• Task goal
Copy out, word for word, the part of the blog posts below that runs from "Tuesday, March 5, 2013" up to and including "catch me again.".

:: Selected extract ::

All intelligent thoughts have already been thought. what is necessary is only to try to think them again.

Wednesday, March 13, 2013

the mechanism of my mind

most of the time i just create reasons to exaggerate my feelings so i can feel sad about it. sometimes i think i'm addicted to sadness. well maybe i kinda am. at times i enjoy the feeling of being able to talk about something poeticly and being to express my thoughts into words because i dont know why, but i cant do it as well as when i'm in a good mood. its like all the words of sorrow and disappointment just flows to my mind and gave me alot of things to think about. compared to when i'm happy, i just think about one thing which is the reason why i was feeling happy that time. wow i sound very emo ._. so anyways, i have a biology test tomorrow yet i'm here talking about sorrow and sadness as if i have a choice, but honestly i'm here just to say how i want to get over this exaggeration. i'm tired of having to feel "this" every time something doesnt go the way how i expected them to be. i know, that its actually my fault. because i kept repeating the same thing over and over and over until god know when, but seriously. the thing about me is that when i expected something to happen, i add alot of "toppings, sugar and ice cream" to it, i know this is pretty normal but it just makes me feel extra bad when the reality says otherwise you know? its like walking on thin ice and doctrine yourself that it wont break while you are aware of the danger and the pain that its gonna bring you if it does break. i just kept repeating it in school, in homeworks and everything else that involves my future. i act as if i have a better choice and overlooked the gigantic fact of "right answer". maybe this is what they call a mid life crisis. i dont know. so yeah. i think i better study now -_-

Tuesday, March 12, 2013

A Night to Remember

aaaah tonight went pretty well hehe, it went waaay better than how i expected it to be. i get to see him since after about more than a week <3 how i miss him so much haha. Tonight is a night that i will remember after all of this time. we went out to eat, we laughed about a bunch of things, its the first time we actually get to talk personally and he kinda held my hand hahahahaha, tonight just feels so damn right and it feels like i'm totally high on love and stuff haha. so goodnight blogger hahahahahaha

Tuesday, March 5, 2013

that feeling

the unknown feelings of weirdness and disturbance. i got no one to blame or even reasons to feel this way, but still i do and am feeling this way. it starts from small things that i tend to exaggerate for entertainment. god why am i doing this to myself. a thousands expressions to put in words but none can actually, precisely, describe this one. i'm in a hotel room right now, thinking about nothing and create my own problems. its not you, its me. it was never you, it was always me. the feeling of care is sometimes brought down by the wonders of my mind. i love you so much but i cant stop thinking that i always do something wrong, for not being able to fulfill all your expectations. you expected so little from me, while i gave you something thats way less than a little. sometimes  you just passed thru my mind and the guilt starts to catch me again.

:::
:: Material supplied ::

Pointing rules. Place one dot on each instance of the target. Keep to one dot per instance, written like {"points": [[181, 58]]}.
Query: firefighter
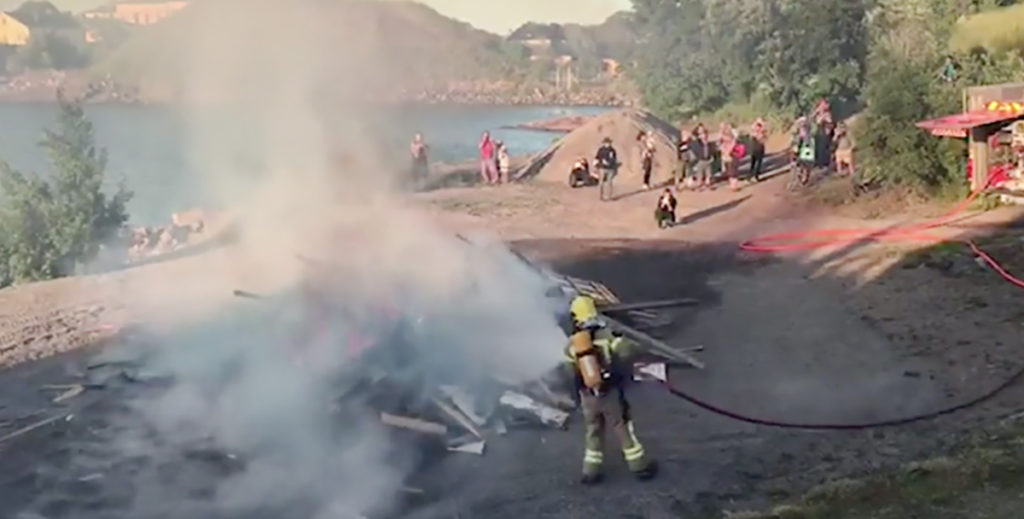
{"points": [[597, 357]]}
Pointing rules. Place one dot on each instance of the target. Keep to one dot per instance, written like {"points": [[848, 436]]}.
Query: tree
{"points": [[51, 226], [697, 55]]}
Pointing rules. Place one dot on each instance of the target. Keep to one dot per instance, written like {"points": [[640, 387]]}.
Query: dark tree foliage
{"points": [[51, 225], [696, 55]]}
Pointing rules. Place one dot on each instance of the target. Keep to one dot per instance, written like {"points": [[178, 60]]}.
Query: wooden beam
{"points": [[414, 424], [656, 345], [649, 305], [458, 417]]}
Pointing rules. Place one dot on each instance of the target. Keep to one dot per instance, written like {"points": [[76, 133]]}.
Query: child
{"points": [[581, 175], [665, 213], [504, 162]]}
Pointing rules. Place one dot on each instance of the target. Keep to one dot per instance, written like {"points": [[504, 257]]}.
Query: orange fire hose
{"points": [[803, 241]]}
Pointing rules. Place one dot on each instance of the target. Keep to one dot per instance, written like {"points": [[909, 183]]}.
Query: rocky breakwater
{"points": [[506, 92]]}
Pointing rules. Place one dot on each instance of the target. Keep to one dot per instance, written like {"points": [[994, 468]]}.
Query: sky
{"points": [[496, 15], [503, 15]]}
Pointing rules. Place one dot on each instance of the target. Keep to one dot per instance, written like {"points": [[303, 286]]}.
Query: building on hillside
{"points": [[12, 31], [139, 12], [992, 123], [541, 39], [610, 68], [35, 18]]}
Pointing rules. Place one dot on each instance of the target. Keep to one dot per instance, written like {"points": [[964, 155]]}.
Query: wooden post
{"points": [[979, 154]]}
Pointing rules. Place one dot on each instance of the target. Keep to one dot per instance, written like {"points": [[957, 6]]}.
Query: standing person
{"points": [[418, 148], [606, 163], [597, 359], [822, 132], [504, 162], [844, 150], [684, 158], [727, 145], [488, 168], [648, 146], [759, 137], [701, 153], [665, 213]]}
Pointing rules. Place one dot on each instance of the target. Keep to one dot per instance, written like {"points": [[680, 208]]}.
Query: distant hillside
{"points": [[615, 38], [415, 44]]}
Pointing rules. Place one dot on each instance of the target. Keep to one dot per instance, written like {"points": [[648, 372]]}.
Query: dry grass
{"points": [[996, 31], [985, 480]]}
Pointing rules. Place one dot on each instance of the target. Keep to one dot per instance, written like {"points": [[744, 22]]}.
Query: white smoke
{"points": [[294, 86]]}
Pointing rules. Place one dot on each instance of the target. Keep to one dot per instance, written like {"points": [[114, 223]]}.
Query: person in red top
{"points": [[488, 166]]}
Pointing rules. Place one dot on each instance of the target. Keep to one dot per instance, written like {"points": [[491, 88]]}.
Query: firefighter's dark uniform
{"points": [[606, 406]]}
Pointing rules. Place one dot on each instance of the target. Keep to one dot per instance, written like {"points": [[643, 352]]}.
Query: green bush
{"points": [[51, 226], [902, 91]]}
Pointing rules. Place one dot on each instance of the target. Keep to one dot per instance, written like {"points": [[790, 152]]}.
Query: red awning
{"points": [[957, 124]]}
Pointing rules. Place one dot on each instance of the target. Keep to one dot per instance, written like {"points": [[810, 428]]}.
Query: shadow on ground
{"points": [[778, 345]]}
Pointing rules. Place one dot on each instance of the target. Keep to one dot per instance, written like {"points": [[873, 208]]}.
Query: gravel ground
{"points": [[780, 344]]}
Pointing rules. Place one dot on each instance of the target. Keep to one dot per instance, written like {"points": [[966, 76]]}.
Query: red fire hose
{"points": [[803, 241]]}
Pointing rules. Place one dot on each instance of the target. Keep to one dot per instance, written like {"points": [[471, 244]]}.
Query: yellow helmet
{"points": [[584, 310]]}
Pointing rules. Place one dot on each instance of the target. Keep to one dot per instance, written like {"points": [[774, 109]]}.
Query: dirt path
{"points": [[833, 336]]}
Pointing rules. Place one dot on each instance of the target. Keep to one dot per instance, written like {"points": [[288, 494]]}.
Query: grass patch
{"points": [[985, 480], [996, 31], [741, 115]]}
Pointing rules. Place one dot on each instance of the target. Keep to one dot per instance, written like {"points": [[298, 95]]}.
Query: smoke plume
{"points": [[325, 228]]}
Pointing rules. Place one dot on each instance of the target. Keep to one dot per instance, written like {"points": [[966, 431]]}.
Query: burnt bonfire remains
{"points": [[399, 378], [463, 416]]}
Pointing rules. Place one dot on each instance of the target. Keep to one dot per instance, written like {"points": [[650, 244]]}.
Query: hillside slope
{"points": [[415, 44]]}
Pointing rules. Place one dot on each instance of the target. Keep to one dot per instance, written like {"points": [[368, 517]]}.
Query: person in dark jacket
{"points": [[665, 213], [704, 158], [606, 163]]}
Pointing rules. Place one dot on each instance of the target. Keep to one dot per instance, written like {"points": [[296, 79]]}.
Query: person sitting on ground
{"points": [[581, 175], [665, 213]]}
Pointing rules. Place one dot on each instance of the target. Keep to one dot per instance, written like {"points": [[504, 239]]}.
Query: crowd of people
{"points": [[701, 161], [496, 163], [152, 242]]}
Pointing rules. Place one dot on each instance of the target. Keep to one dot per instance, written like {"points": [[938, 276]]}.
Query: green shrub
{"points": [[50, 226]]}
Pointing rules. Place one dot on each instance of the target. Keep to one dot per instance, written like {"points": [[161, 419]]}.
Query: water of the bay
{"points": [[148, 144]]}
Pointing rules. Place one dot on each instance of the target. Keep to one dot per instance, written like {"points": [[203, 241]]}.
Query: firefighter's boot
{"points": [[647, 472], [592, 461]]}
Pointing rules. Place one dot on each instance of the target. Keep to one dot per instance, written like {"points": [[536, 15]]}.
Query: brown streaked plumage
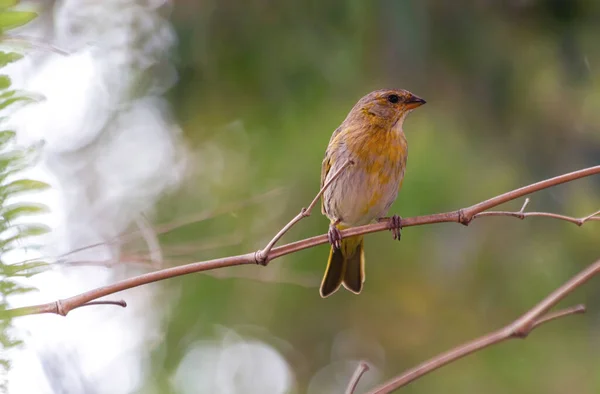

:::

• Response to this exercise
Tuesday, March 5, 2013

that feeling

the unknown feelings of weirdness and disturbance. i got no one to blame or even reasons to feel this way, but still i do and am feeling this way. it starts from small things that i tend to exaggerate for entertainment. god why am i doing this to myself. a thousands expressions to put in words but none can actually, precisely, describe this one. i'm in a hotel room right now, thinking about nothing and create my own problems. its not you, its me. it was never you, it was always me. the feeling of care is sometimes brought down by the wonders of my mind. i love you so much but i cant stop thinking that i always do something wrong, for not being able to fulfill all your expectations. you expected so little from me, while i gave you something thats way less than a little. sometimes  you just passed thru my mind and the guilt starts to catch me again.